**Set tasks**
1. Answer these questions using the article on the 2013 Premiership race below.
(a) How many games has Motor Action won in 27 matches?
(b) How many points would Dynamos and Harare City end with if they win their remaining three matches?
(c) What points tally did DeMbare harvest last season?
2. Summarize the article on the 2013 Premiership race below in two sentences.

+++ Document text +++

By Robson Sharuko
The 2013 Premiership race has captured the imagination of the nation and such has been the intensity it’s likely to produce the champions with the lowest points tally since the domestic top-flight league embraced the three-point system for a win 19 years ago.

The Top Three teams — Dynamos, Harare City and Highlanders — dropped points, in tricky assignments, over the weekend with Bosso being held a surprise draw against a Motor Action side that has only won three games in 27 matches, and lost more than half those games, with 14 defeats.
The weekend results means that Dynamos and Harare City need to win all their remaining three matches for them to ensure that the winners of this year’s championship race won’t be remembered as the ones who picked up the lowest points tally in the era of the modern Premiership.
If that happens, the two teams will end with 58 points, matching the lowest points tally that a team has needed to win the league title in the past two decades, but with DeMbare facing a tricky away tie against Chicken Inn in their penultimate match and Harare City facing Highlanders and CAPS United in two of their last three matches, it’s easier said than done.
Should DeMbare win their remaining three matches, they will finish 11 points adrift of the points tally they harvested last season (69) to win the championship by virtue of a superior goal difference after Highlanders also reached 69 points.

+++ Excerpted data +++

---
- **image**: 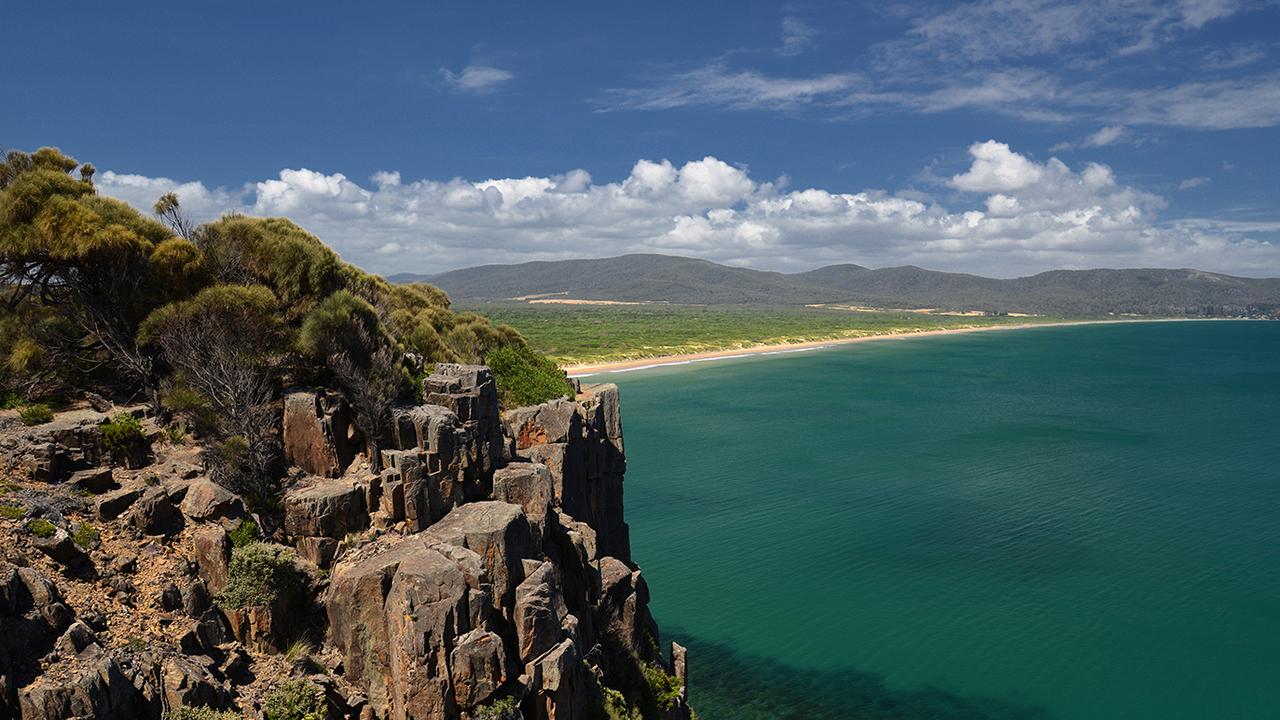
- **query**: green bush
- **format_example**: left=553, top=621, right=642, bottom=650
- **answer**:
left=72, top=523, right=99, bottom=550
left=471, top=697, right=520, bottom=720
left=262, top=680, right=328, bottom=720
left=101, top=413, right=146, bottom=460
left=27, top=518, right=58, bottom=538
left=484, top=345, right=572, bottom=407
left=18, top=402, right=54, bottom=425
left=214, top=542, right=303, bottom=610
left=228, top=519, right=257, bottom=547
left=164, top=706, right=242, bottom=720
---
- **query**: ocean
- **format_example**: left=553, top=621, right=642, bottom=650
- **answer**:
left=588, top=322, right=1280, bottom=720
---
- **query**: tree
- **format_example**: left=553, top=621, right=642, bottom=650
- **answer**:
left=138, top=286, right=288, bottom=498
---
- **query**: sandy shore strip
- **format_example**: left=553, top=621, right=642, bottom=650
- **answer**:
left=564, top=318, right=1225, bottom=378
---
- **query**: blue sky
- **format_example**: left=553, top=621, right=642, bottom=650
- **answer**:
left=0, top=0, right=1280, bottom=275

+++

**Task-by-task outputs**
1.
(a) Three
(b) 58 points
(c) 69 points

2. After Dynamos, Harare City and Highlanders all dropped points over the weekend, the 2013 Premiership race may produce the champions with the lowest points tally since the league adopted the three-point system for a win 19 years ago. Dynamos and Harare City must win all three remaining matches to reach 58 points, which would match the lowest title-winning tally of the past two decades, but their tricky fixtures make that easier said than done.